Task details -
Quote every one of the lines below, word for word.

Supplied material -
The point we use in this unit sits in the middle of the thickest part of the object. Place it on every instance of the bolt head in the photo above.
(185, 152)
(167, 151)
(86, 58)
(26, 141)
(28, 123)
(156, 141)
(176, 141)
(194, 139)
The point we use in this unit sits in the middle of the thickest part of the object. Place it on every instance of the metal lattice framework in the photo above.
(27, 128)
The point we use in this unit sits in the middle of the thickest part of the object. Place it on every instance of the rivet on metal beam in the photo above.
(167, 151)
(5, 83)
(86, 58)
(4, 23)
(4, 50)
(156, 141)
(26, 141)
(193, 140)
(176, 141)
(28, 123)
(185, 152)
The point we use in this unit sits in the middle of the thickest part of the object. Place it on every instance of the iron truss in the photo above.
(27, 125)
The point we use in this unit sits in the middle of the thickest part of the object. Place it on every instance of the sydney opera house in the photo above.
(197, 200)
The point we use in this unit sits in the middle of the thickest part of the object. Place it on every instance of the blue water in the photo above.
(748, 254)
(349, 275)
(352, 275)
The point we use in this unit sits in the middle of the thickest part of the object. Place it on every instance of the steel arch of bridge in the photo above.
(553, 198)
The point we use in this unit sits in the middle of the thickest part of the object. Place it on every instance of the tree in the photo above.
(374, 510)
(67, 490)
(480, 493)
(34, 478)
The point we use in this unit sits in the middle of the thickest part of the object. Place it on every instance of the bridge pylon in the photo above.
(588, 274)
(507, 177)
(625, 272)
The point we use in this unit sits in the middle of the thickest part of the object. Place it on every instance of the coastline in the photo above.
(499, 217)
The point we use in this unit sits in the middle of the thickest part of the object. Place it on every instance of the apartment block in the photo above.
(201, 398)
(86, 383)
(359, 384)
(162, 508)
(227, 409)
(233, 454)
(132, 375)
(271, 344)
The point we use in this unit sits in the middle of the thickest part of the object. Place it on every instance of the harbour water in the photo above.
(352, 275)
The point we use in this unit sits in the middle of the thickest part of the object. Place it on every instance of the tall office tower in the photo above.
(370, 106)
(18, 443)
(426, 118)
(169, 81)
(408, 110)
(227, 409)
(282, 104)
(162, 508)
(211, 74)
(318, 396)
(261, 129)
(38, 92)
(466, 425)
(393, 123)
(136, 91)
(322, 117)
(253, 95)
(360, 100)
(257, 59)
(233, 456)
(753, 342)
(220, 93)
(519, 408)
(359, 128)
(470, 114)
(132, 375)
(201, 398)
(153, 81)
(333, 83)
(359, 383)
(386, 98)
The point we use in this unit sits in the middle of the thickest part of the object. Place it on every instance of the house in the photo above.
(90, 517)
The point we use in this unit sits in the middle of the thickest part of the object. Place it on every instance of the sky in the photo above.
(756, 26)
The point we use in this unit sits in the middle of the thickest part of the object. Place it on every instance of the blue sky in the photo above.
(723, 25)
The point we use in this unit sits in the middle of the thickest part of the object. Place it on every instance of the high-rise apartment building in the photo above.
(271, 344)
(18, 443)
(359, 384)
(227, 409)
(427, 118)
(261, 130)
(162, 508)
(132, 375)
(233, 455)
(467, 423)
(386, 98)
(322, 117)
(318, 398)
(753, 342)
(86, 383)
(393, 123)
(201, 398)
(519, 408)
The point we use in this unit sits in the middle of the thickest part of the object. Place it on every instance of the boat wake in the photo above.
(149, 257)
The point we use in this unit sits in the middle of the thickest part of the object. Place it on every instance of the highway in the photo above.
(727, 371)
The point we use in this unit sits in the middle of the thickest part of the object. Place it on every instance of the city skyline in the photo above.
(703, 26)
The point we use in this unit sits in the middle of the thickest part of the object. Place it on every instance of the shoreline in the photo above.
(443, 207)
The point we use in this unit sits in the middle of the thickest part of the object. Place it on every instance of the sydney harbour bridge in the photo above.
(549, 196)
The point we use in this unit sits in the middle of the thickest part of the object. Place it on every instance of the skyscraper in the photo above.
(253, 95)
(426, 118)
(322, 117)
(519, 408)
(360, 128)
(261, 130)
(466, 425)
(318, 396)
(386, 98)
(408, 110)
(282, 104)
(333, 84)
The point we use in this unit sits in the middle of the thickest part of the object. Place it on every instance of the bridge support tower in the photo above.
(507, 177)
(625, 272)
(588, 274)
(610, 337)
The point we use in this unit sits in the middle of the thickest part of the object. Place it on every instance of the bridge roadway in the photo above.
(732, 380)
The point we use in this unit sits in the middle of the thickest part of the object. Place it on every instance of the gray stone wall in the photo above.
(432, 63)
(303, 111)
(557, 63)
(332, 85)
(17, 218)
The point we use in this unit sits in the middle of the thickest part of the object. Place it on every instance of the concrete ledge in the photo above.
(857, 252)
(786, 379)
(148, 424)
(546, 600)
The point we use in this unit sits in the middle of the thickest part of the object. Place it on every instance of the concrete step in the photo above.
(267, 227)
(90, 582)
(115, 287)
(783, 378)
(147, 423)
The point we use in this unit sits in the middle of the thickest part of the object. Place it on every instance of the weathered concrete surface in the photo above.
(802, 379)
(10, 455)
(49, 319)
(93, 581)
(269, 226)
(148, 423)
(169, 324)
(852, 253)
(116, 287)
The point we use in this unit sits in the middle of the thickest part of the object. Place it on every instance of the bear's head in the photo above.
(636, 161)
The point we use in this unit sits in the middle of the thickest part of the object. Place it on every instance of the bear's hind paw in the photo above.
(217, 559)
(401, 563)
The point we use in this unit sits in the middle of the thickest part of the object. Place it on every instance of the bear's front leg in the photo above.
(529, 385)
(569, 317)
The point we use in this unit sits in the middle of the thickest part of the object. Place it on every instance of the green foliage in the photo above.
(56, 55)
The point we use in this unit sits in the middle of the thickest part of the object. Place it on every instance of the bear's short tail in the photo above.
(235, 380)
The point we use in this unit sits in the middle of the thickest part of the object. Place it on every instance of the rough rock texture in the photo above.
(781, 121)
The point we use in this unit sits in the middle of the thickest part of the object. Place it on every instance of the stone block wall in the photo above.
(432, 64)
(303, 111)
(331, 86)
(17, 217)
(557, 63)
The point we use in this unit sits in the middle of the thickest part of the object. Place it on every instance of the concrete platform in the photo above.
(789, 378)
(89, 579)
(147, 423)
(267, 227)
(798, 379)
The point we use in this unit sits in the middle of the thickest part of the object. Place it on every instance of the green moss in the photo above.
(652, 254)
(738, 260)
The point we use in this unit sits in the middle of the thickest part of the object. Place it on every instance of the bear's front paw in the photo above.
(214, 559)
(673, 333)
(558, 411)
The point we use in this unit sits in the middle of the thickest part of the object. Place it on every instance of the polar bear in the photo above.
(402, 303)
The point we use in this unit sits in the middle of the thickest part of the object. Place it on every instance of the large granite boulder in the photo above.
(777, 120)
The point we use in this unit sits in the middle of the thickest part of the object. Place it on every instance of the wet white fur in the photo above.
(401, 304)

Solution to this problem -
The point we use in this unit sits in the middle of the thickest part of the object. Place it on every instance of the bolt head in the photo above.
(185, 152)
(167, 151)
(86, 58)
(26, 141)
(28, 123)
(156, 141)
(176, 141)
(194, 139)
The point we use in this unit sits in the middle of the thickest part of the object. Place it on every instance of the metal lattice framework in the photo above.
(27, 128)
The point we use in this unit sits in the middle of the thickest part of the object. Place it on every instance of the rivet on metal beam in the photo above.
(167, 151)
(5, 83)
(86, 58)
(4, 23)
(4, 50)
(156, 141)
(26, 141)
(193, 140)
(176, 141)
(28, 123)
(185, 152)
The point we use in this unit sits in the middle of the thickest part of the object. Place it on every instance of the iron truss in the photo above.
(27, 125)
The point we use in this unit sits in the middle of the thickest part of the object. Place it on every instance of the sydney opera house in the photo above.
(197, 200)
The point we use in this unit sits in the middle of the thickest part of the object. Place it on every instance of the blue water in the photo above.
(748, 254)
(349, 275)
(352, 275)
The point we use in this unit sits in the middle of the thickest part of the object. Place it on every instance of the steel arch of bridge in the photo above.
(553, 198)
The point we use in this unit sits in the middle of the thickest part of the object. Place it on every instance of the tree in the photo above.
(374, 510)
(67, 490)
(480, 493)
(34, 478)
The point we use in this unit sits in the middle of the thickest part of the object. Place it on every instance of the bridge pylon in the photo above.
(588, 274)
(507, 177)
(625, 272)
The point we use in this unit sits in the middle of the thickest part of the object. Place it on every instance of the coastline in the photo above.
(499, 217)
The point we use in this unit sits in the middle of the thickest part of the object. Place it on every instance of the apartment block in the photo above.
(201, 398)
(86, 383)
(359, 384)
(162, 508)
(227, 409)
(233, 454)
(132, 375)
(271, 344)
The point we use in this unit sits in the middle of the thickest part of the object. Place it on every instance of the harbour water in the photo above.
(352, 275)
The point we use in this unit sits in the middle of the thickest part of the object. Place it on every instance of the tall office tower in the photo above.
(370, 106)
(18, 443)
(426, 118)
(169, 81)
(408, 110)
(227, 409)
(282, 104)
(162, 508)
(211, 74)
(318, 396)
(261, 129)
(38, 92)
(466, 425)
(393, 123)
(136, 91)
(322, 117)
(253, 95)
(360, 100)
(257, 59)
(233, 456)
(753, 342)
(220, 93)
(519, 408)
(359, 128)
(470, 114)
(132, 375)
(201, 398)
(153, 81)
(333, 83)
(359, 383)
(386, 98)
The point we use in this unit sits in the middle of the thickest part of the object. Place it on every instance of the house in the photo above.
(90, 517)
The point we use in this unit sits in the middle of the thickest part of the object. Place it on every instance of the sky in the photo above.
(756, 26)
The point we use in this unit sits in the middle of the thickest part of the object. Place it on every instance of the blue sky in the photo above.
(723, 25)
The point we use in this unit sits in the middle of the thickest part of the object. Place it on every instance of the high-rise apartment building in the photo above.
(271, 344)
(18, 443)
(359, 384)
(227, 409)
(427, 118)
(261, 130)
(162, 508)
(132, 375)
(233, 455)
(467, 423)
(386, 98)
(322, 117)
(318, 398)
(753, 342)
(86, 383)
(393, 123)
(201, 398)
(519, 408)
The point we use in this unit sits in the middle of the thickest part of the object. Place it on every instance of the boat wake in the photo above.
(149, 257)
The point we use in this unit sits in the middle of the thickest part of the object. Place it on every instance of the highway in the photo above.
(727, 371)
The point we use in this unit sits in the middle of the thickest part of the object. Place it on every instance of the city skyline in the photo above.
(703, 26)
The point we use in this unit sits in the middle of the thickest part of the object. Place it on every instance of the shoreline in the photo above.
(443, 207)
The point we use in this unit sits in the middle of the thickest part of the object. Place it on every instance of the sydney harbour bridge in the photo above.
(549, 196)
The point we use in this unit sits in the middle of the thickest part of the object. Place it on every instance of the skyscraper in the photo above.
(253, 95)
(426, 118)
(322, 117)
(519, 408)
(360, 128)
(261, 130)
(466, 425)
(318, 396)
(386, 98)
(408, 110)
(282, 104)
(333, 84)
The point we use in this unit sits in the middle of the thickest part of the object. Place it on every instance of the bridge support tower in the photo above.
(507, 177)
(625, 272)
(588, 274)
(610, 337)
The point we use in this unit sits in the middle of the thickest part of the object. Place it on every instance of the bridge roadway in the photo above.
(732, 380)
The point we use in this unit sits in the middle of the thickest part of the object. Place it on every instance of the gray stone wall in the photo above.
(432, 63)
(303, 111)
(557, 63)
(332, 85)
(17, 218)
The point we use in this unit sits in the middle of the thickest part of the object. Place it on every instance of the concrete ledge in the photo above.
(857, 252)
(786, 379)
(148, 424)
(546, 600)
The point we use in this unit sits in the middle of the thickest part of the object. Place it on every instance of the concrete step in the photo above.
(267, 227)
(90, 582)
(115, 287)
(783, 378)
(147, 423)
The point we use in this unit sits in the middle of the thickest part of the object. Place it on every instance of the weathered concrete surface in the photo above.
(802, 379)
(10, 455)
(49, 319)
(93, 581)
(269, 226)
(148, 423)
(169, 324)
(852, 253)
(116, 287)
The point we use in this unit sits in the middle of the thickest part of the object. Place it on every instance of the bear's head in the photo above.
(636, 161)
The point we use in this unit sits in the middle of the thickest part of the object. Place it on every instance of the bear's hind paw in the photo above.
(217, 559)
(401, 563)
The point we use in this unit sits in the middle of the thickest part of the object. Place it on every instance of the bear's front leg in the photo above.
(529, 385)
(569, 317)
The point we use in this unit sits in the middle of the thickest part of the object. Place it on every instance of the green foliage in the photo above.
(56, 55)
The point we use in this unit sits in the middle of the thickest part of the object. Place it on every instance of the bear's short tail in the photo above.
(235, 380)
The point we use in this unit sits in the middle of the thickest part of the object. Place it on every instance of the rough rock texture in the photo above.
(781, 121)
The point we use in this unit sits in the middle of the thickest part of the object. Place it on every instance of the stone block wall in the photo above.
(432, 64)
(303, 111)
(331, 86)
(17, 217)
(557, 63)
The point we use in this unit sits in the middle of the thickest part of the object. Place it on every instance of the concrete platform in the photo above.
(789, 378)
(89, 579)
(147, 423)
(267, 227)
(798, 379)
The point we use in this unit sits in the middle of the thickest part of the object. Place it on every instance of the green moss in the photo above.
(652, 254)
(738, 260)
The point we use in this unit sits in the middle of the thickest part of the object. Place it on every instance of the bear's front paw in the photo above.
(214, 559)
(673, 333)
(558, 411)
The point we use in this unit sits in the middle of the thickest part of the object. Place it on every instance of the polar bear in the photo above.
(402, 303)
The point we use in this unit sits in the middle of the thickest part of the object. Place it on every instance of the large granite boulder in the photo above.
(777, 120)
The point we use in this unit sits in the middle of the thickest part of the object. Place it on every instance of the wet white fur in the photo above.
(401, 304)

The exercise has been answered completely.